══ DATA PROVIDED

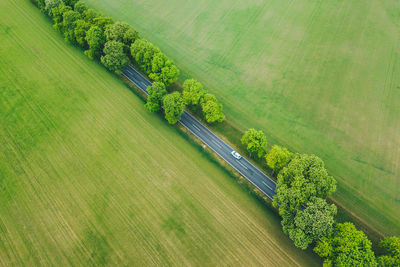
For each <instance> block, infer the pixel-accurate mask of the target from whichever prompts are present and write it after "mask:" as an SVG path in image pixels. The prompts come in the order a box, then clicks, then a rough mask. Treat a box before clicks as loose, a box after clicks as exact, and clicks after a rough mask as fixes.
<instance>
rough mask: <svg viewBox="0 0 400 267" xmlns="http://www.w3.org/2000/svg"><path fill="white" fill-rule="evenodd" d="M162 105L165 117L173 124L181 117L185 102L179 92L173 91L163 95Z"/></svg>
mask: <svg viewBox="0 0 400 267" xmlns="http://www.w3.org/2000/svg"><path fill="white" fill-rule="evenodd" d="M163 107H164V111H165V118H166V119H167V121H168V122H169V123H170V124H175V123H176V122H177V121H179V120H180V119H181V115H182V113H183V111H184V108H185V104H184V103H183V98H182V96H181V94H180V93H179V92H173V93H171V94H168V95H166V96H164V98H163Z"/></svg>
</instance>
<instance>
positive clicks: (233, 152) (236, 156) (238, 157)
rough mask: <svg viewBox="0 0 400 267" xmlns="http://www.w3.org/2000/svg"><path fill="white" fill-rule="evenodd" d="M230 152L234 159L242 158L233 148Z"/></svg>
mask: <svg viewBox="0 0 400 267" xmlns="http://www.w3.org/2000/svg"><path fill="white" fill-rule="evenodd" d="M231 154H232V156H233V157H235V158H236V159H241V158H242V156H240V154H239V153H237V152H236V151H235V150H233V151H232V152H231Z"/></svg>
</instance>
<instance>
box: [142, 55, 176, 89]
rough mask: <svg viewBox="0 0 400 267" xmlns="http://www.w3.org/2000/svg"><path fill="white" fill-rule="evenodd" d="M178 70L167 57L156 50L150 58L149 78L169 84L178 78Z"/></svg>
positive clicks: (163, 82) (159, 81)
mask: <svg viewBox="0 0 400 267" xmlns="http://www.w3.org/2000/svg"><path fill="white" fill-rule="evenodd" d="M178 75H179V70H178V68H177V67H176V66H175V65H174V64H173V63H172V61H171V60H170V59H168V57H167V56H166V55H165V54H163V53H161V52H158V53H156V54H154V56H153V59H152V60H151V73H150V74H149V77H150V79H152V80H154V81H156V82H162V83H164V84H166V85H170V84H171V83H173V82H175V81H176V80H177V79H178Z"/></svg>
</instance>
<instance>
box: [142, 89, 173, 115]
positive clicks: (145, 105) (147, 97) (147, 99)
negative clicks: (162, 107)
mask: <svg viewBox="0 0 400 267" xmlns="http://www.w3.org/2000/svg"><path fill="white" fill-rule="evenodd" d="M147 92H148V93H149V96H148V97H147V103H146V105H145V106H146V108H147V109H148V110H149V111H150V112H157V111H160V109H161V104H162V100H163V98H164V96H165V95H166V94H167V93H168V92H167V90H166V89H165V85H164V84H163V83H160V82H154V83H153V85H152V86H149V87H148V88H147Z"/></svg>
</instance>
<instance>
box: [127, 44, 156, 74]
mask: <svg viewBox="0 0 400 267" xmlns="http://www.w3.org/2000/svg"><path fill="white" fill-rule="evenodd" d="M159 52H160V49H158V47H156V46H155V45H153V44H152V43H150V42H149V41H147V40H144V39H138V40H136V41H135V42H134V43H133V44H132V46H131V54H132V57H133V58H134V59H135V61H136V63H137V64H138V65H139V66H140V68H141V69H142V70H143V71H144V72H145V73H146V74H150V73H151V72H152V60H153V57H154V55H155V54H157V53H159Z"/></svg>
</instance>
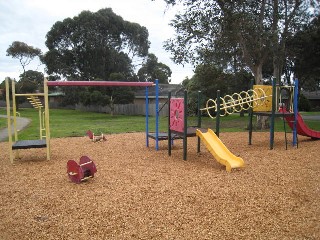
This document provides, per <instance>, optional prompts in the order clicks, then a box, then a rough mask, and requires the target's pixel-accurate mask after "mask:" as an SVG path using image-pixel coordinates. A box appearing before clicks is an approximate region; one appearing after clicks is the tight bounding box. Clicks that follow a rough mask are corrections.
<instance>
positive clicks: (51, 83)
mask: <svg viewBox="0 0 320 240" xmlns="http://www.w3.org/2000/svg"><path fill="white" fill-rule="evenodd" d="M47 85H48V86H119V87H121V86H123V87H125V86H126V87H151V86H153V85H154V84H153V82H118V81H62V82H58V81H48V82H47Z"/></svg>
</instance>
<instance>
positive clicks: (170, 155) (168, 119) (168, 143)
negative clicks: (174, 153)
mask: <svg viewBox="0 0 320 240" xmlns="http://www.w3.org/2000/svg"><path fill="white" fill-rule="evenodd" d="M170 101H171V92H168V155H169V156H171V146H172V141H171V128H170V111H171V109H170V105H171V104H170Z"/></svg>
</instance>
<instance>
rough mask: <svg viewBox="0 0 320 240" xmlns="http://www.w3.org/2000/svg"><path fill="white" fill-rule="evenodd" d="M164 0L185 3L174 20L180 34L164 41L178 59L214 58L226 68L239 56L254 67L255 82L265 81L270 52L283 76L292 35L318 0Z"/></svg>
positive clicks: (206, 60)
mask: <svg viewBox="0 0 320 240" xmlns="http://www.w3.org/2000/svg"><path fill="white" fill-rule="evenodd" d="M164 1H165V2H167V3H168V4H173V5H174V4H177V3H178V2H182V3H183V4H184V6H185V10H184V12H183V13H182V14H179V15H176V17H175V19H174V20H173V21H172V23H171V25H172V26H173V27H174V28H175V30H176V33H177V34H176V37H175V38H172V39H169V40H168V41H167V42H166V44H165V47H166V49H167V50H168V51H171V53H172V54H173V60H174V61H175V62H176V63H185V62H191V63H194V64H195V65H197V64H199V63H206V62H214V63H215V64H216V65H220V66H223V67H224V68H225V69H227V68H230V67H231V66H233V63H234V62H235V61H238V62H240V65H243V66H244V67H248V68H249V69H250V71H251V73H252V74H253V75H254V77H255V83H256V84H261V83H262V79H263V66H264V65H265V63H266V61H267V59H268V57H270V56H271V57H272V62H273V76H274V77H276V78H277V79H278V80H280V76H281V71H282V69H283V66H284V62H285V54H286V42H287V39H288V37H289V36H290V35H292V33H294V32H295V31H296V30H297V28H299V27H300V25H301V24H302V23H304V22H306V21H309V19H310V17H311V16H310V14H309V12H310V11H308V7H309V6H311V4H317V1H307V0H305V1H301V0H295V1H291V0H284V1H278V0H274V1H266V0H260V1H250V0H240V1H230V0H229V1H222V0H208V1H201V0H193V1H187V0H180V1H179V0H164Z"/></svg>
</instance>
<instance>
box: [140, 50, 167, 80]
mask: <svg viewBox="0 0 320 240" xmlns="http://www.w3.org/2000/svg"><path fill="white" fill-rule="evenodd" d="M171 74H172V72H171V69H170V67H168V66H167V65H165V64H164V63H161V62H158V58H157V57H156V56H155V55H154V54H152V53H150V54H148V57H147V58H146V61H145V62H144V63H143V64H142V67H141V68H140V69H139V71H138V78H139V80H140V81H154V80H155V79H158V80H159V83H169V78H170V77H171Z"/></svg>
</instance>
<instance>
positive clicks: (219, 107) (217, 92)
mask: <svg viewBox="0 0 320 240" xmlns="http://www.w3.org/2000/svg"><path fill="white" fill-rule="evenodd" d="M216 103H217V115H216V134H217V136H218V137H219V133H220V90H217V101H216Z"/></svg>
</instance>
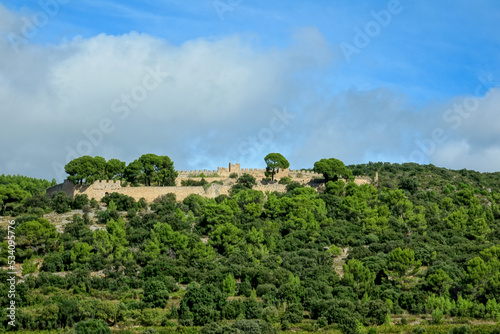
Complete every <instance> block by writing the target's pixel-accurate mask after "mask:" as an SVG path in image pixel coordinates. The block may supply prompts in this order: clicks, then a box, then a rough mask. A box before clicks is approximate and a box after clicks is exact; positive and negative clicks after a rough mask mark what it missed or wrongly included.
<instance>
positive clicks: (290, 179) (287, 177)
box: [278, 176, 292, 184]
mask: <svg viewBox="0 0 500 334" xmlns="http://www.w3.org/2000/svg"><path fill="white" fill-rule="evenodd" d="M291 182H292V179H291V178H290V177H288V176H285V177H282V178H281V179H280V180H279V182H278V183H279V184H290V183H291Z"/></svg>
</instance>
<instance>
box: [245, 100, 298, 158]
mask: <svg viewBox="0 0 500 334" xmlns="http://www.w3.org/2000/svg"><path fill="white" fill-rule="evenodd" d="M273 114H274V116H273V117H272V118H271V119H270V120H269V126H268V127H264V128H261V129H260V130H259V132H258V133H257V135H255V136H249V137H248V138H247V139H246V140H244V141H242V142H241V143H240V144H239V145H238V153H239V154H240V155H251V156H256V155H257V154H259V153H261V152H262V151H263V150H264V148H266V146H267V145H269V144H270V143H271V142H272V141H273V139H274V136H275V134H276V133H280V132H282V131H283V130H285V129H286V127H287V126H288V125H289V124H290V123H291V120H293V119H294V118H295V115H294V114H290V113H288V112H287V111H286V108H283V110H278V109H274V110H273Z"/></svg>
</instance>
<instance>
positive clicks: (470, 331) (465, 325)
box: [448, 325, 472, 334]
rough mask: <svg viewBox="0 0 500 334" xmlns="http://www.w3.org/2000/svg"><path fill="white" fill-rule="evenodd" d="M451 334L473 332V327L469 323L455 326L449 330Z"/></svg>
mask: <svg viewBox="0 0 500 334" xmlns="http://www.w3.org/2000/svg"><path fill="white" fill-rule="evenodd" d="M448 333H449V334H472V328H470V326H467V325H463V326H460V327H453V328H452V329H451V330H450V331H449V332H448Z"/></svg>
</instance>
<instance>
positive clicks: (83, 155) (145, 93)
mask: <svg viewBox="0 0 500 334" xmlns="http://www.w3.org/2000/svg"><path fill="white" fill-rule="evenodd" d="M146 72H147V74H146V75H145V76H144V77H143V79H142V81H141V83H140V84H138V85H136V86H134V87H133V88H132V89H131V90H130V91H128V92H125V93H122V94H121V95H120V96H119V97H117V98H115V99H114V100H113V101H112V102H111V104H110V109H111V112H112V113H113V114H116V115H117V117H118V119H119V120H121V121H123V120H125V119H127V117H128V116H129V115H130V112H131V111H132V110H134V109H136V108H138V107H139V105H140V103H141V102H143V101H144V100H146V98H147V97H148V96H149V94H150V92H152V91H154V90H155V89H156V88H158V87H159V86H160V85H161V84H162V83H163V81H164V80H165V79H166V78H167V77H169V76H170V74H169V73H168V72H164V71H162V70H161V69H160V66H159V65H157V66H156V69H153V68H152V67H149V66H147V67H146ZM115 124H116V122H114V121H113V119H112V118H110V117H104V118H102V119H101V120H100V121H99V122H98V125H97V126H96V127H94V128H92V129H90V130H88V129H83V130H82V134H83V137H85V139H82V140H80V141H79V142H78V143H77V144H76V145H75V146H69V145H67V146H66V148H65V150H66V159H65V161H66V163H68V162H70V161H71V160H73V159H76V158H78V157H80V156H84V155H91V154H92V151H93V149H94V148H95V147H98V146H99V145H101V144H102V142H103V140H104V136H105V135H109V134H111V133H113V132H114V131H115V129H116V125H115ZM64 166H65V164H63V163H61V162H58V161H53V162H52V170H53V172H54V173H55V175H56V178H58V179H60V180H64V178H65V175H66V172H65V170H64Z"/></svg>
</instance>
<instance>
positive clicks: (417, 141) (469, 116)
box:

════

> [WHAT THIS TASK INVOLVES]: Copy out only the lines of the records above from the one with "105L165 117L173 124L181" through the one with "positive clicks: (233, 152)", exactly as they stand, both included.

> [TASK SOLUTION]:
rough mask: <svg viewBox="0 0 400 267" xmlns="http://www.w3.org/2000/svg"><path fill="white" fill-rule="evenodd" d="M162 105L165 117L173 124L181 117L185 102L179 92L173 91L163 95Z"/></svg>
mask: <svg viewBox="0 0 400 267" xmlns="http://www.w3.org/2000/svg"><path fill="white" fill-rule="evenodd" d="M163 107H164V111H165V118H166V119H167V121H168V122H169V123H170V124H175V123H176V122H177V121H179V120H180V119H181V115H182V113H183V111H184V108H185V104H184V103H183V98H182V96H181V94H180V93H179V92H173V93H171V94H168V95H166V96H164V98H163Z"/></svg>
</instance>
<instance>
positive clicks: (233, 152) (236, 156) (238, 157)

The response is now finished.